== Request ==
Continue the Usenet post below about whether NeWS is usable, starting right after its last sentence.

== Text block ==
:::::

[comp.windows.news] Is NeWS UseABLE?

dmg@ssc-vax.UUCP (David Geary) (08/02/88)

    I will soon be writing a graphical interface to Unix for Sun
workstations.  Recently I received NeWS, and have been playing with
it for about a week or so.

    I'm trying to figure out whether or not NeWS is mature enough to
for such a project. 

    I'd like to know what bugs you have found with NeWS, and what
you like/dislike about it.  Here's a summary of my impressions so
far:

Pros:

1)  The postscript language, along with the object-oriented features
in NeWS give a very powerful development tool for implementing user
interfaces.

2)  NeWS code, since it runs via an interpreter appears to be *easy*
to debug.

Cons:

1)  The whole thing seems sluggish to me.  I thought that SunView
window manipulation was slow compared to my Amiga, but NeWS seems
even worse than SunView.  Right now, I'm running vi inside of a
VT102 emulator (psterm??), and I can outtype it at will.

:::::

== Given information ==
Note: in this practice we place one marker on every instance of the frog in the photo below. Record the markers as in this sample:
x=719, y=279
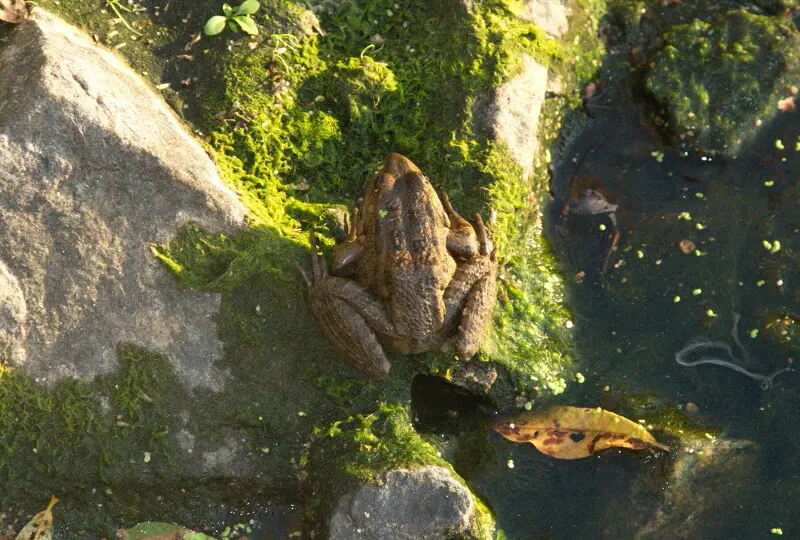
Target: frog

:::::

== Expected answer ==
2)  If I run NeWS inside of SunView, by "setenv FRAMEBUFFER x y w h"
(BTW, thanks to all who replied to my previous posting on this), I
don't get a window, I just get a non-sizeable area of the screen
that I can only run NeWS in - yuck.  If I run SunView application
inside of NeWS, I get an unsightly border around the SunView
application.  I'd like to be able to just run a NeWS application
inside of SunView, in a window that looks and behaves just like a
SunView window.


Anybody else care to add to this discussion?  NeWS seems *neat* to
me, but I'm unsure of it's maturity.  (Actually, I'm unsure of my
maturity too).

Thanx.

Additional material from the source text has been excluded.